• Given passage

··········

Set iou_threshold to 0.55 for tightly packed facings and loosen toward 0.45 only if you see adjacent products merging. These are the same density bands used when Validating Shelf Position Tolerances in Retail checks slot occupancy downstream.

Step 2 — Enforce Geometric and Spatial Constraints Jump to heading

Fusion fixes duplicates; it does nothing about a crisp, high-confidence box drawn around a price tag. That is what geometry is for. Apply hard constraints the instant boxes leave fusion, before any downstream consumer sees them. Three filters catch the bulk of structural false positives: an aspect-ratio band (real packaging rarely deviates beyond ±15% of its catalog ratio, so price rails and dividers fall out), a minimum area ratio (sub-0.5%-of-frame boxes are almost always labels or specks), and ROI containment (the box centroid must land inside the calibrated shelf polygon). For tilted captures, recover the fronto-parallel shelf plane with a homography first so the ROI test is meaningful — the warp math is the same one detailed in the parent component’s normalization pass.

··········

• Given data

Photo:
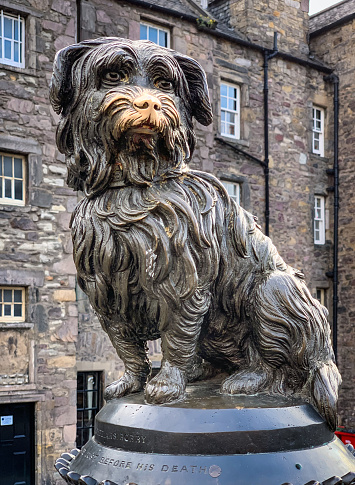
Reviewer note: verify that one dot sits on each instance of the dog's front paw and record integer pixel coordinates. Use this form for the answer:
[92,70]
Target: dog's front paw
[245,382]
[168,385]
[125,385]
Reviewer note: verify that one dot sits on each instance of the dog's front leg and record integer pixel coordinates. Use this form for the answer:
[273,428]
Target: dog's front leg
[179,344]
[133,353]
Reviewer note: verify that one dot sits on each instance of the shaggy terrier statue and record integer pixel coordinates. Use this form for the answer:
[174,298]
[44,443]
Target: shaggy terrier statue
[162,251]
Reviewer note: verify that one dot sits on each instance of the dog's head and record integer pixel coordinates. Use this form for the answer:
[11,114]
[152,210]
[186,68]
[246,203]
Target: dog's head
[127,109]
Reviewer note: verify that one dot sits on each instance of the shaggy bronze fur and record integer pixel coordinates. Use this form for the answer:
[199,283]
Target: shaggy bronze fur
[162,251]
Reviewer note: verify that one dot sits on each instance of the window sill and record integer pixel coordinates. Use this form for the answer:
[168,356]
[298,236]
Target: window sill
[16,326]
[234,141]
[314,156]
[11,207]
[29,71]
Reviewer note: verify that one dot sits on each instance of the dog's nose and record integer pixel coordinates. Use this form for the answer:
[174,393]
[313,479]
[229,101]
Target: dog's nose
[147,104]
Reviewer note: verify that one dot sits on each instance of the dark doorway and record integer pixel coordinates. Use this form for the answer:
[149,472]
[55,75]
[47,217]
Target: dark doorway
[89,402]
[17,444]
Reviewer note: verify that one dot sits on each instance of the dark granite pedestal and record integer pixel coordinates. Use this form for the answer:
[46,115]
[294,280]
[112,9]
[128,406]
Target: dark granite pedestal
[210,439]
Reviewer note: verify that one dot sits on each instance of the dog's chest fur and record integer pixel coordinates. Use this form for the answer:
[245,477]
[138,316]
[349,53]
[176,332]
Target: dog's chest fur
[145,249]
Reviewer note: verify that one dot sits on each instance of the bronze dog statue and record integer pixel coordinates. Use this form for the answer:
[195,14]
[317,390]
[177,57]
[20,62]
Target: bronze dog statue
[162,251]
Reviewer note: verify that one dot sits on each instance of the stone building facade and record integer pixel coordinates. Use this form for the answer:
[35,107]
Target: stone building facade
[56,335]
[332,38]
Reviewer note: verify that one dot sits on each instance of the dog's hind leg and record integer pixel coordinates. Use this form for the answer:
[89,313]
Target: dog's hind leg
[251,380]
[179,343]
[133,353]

··········

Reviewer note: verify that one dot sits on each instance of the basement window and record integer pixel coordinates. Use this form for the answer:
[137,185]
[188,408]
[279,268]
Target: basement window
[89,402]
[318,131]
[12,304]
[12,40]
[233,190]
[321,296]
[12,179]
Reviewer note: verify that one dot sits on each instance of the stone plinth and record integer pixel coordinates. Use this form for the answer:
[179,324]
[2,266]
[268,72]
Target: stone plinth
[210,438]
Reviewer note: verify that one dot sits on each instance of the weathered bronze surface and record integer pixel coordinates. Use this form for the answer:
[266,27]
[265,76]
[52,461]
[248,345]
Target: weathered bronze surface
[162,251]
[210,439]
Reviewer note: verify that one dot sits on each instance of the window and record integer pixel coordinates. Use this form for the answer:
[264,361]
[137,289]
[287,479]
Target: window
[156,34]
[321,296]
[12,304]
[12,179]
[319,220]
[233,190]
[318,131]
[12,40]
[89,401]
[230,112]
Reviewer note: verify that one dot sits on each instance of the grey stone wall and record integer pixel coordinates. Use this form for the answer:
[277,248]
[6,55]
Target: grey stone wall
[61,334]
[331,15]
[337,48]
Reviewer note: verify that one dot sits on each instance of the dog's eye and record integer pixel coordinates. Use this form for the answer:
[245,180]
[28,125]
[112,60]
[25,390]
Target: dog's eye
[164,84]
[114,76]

··········

• Jobs
• A. According to the passage, why does the aspect-ratio band in Step 2 remove price rails and dividers? Answer in one to three sentences.
• B. Pick out every line of the entries that contains the word "stone".
The passage and the entries are unrelated to each other.

• Outputs in order
• A. Real packaging rarely deviates more than ±15% from its catalog aspect ratio. Price rails and dividers fall outside that band, so the filter removes them.

• B.
Reviewer note: verify that one dot sits on each instance of the stone building facade and record integer pixel coordinates. Use this form for the answer:
Target: stone building facade
Reviewer note: verify that one dot sits on each instance of the stone plinth and record integer pixel coordinates. Use this form for the answer:
Target: stone plinth
Reviewer note: verify that one dot sits on each instance of the grey stone wall and record integer pixel coordinates. Use this form for the answer:
Target: grey stone wall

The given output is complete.